━━ Available data ━━

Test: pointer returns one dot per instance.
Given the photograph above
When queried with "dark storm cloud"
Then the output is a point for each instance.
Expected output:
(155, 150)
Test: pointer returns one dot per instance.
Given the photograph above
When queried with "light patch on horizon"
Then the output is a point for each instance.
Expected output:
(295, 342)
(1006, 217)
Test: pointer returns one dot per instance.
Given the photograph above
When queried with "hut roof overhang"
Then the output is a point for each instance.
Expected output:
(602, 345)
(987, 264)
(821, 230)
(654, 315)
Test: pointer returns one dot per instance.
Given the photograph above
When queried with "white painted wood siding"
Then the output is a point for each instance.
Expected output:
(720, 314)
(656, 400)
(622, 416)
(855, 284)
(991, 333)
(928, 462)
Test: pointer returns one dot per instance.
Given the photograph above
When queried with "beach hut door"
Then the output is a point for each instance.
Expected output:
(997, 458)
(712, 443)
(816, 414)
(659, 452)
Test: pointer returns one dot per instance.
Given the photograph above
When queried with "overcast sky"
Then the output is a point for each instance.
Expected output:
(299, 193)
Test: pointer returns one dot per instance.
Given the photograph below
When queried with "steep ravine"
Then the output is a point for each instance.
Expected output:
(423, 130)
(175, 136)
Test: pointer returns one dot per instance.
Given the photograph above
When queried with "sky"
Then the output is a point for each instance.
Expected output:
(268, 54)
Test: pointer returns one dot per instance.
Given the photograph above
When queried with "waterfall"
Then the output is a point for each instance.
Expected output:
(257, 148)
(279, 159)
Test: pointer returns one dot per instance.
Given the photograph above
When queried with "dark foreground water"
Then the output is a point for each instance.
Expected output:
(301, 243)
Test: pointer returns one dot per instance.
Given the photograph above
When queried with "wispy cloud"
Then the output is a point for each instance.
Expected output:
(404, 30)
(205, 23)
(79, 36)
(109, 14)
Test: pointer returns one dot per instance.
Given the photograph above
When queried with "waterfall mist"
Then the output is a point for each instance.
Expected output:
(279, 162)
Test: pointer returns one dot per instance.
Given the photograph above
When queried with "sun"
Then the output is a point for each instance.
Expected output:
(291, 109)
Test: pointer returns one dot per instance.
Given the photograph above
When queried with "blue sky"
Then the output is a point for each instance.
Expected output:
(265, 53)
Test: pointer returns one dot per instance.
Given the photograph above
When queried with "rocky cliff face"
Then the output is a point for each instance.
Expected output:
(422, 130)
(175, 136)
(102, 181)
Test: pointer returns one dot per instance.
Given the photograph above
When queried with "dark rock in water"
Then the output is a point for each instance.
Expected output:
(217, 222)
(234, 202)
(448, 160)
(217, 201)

━━━
━━ Available data ━━

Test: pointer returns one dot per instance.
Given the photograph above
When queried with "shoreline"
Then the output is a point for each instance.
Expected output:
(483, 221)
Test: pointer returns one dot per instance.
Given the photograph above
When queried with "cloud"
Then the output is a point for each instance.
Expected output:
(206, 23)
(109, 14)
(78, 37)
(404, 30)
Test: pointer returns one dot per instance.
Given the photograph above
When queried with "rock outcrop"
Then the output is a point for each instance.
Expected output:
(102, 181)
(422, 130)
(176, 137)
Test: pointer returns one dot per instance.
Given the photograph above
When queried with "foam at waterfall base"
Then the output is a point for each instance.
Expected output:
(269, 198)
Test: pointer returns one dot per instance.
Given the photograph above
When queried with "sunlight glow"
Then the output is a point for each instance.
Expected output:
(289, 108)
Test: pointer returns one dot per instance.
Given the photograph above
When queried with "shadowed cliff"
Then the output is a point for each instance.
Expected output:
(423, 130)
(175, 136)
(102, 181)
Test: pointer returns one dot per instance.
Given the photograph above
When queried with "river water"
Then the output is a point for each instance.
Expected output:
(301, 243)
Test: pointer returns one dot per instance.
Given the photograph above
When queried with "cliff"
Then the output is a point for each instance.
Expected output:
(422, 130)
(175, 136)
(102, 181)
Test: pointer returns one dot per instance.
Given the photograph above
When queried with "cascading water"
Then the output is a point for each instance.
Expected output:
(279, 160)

━━━

▶ Problem description
Please find each line in the material above that contains the word "cliff" and copy those lines.

▶ Result
When queried with "rocky cliff face"
When queried with "shadowed cliff"
When queried with "cliff"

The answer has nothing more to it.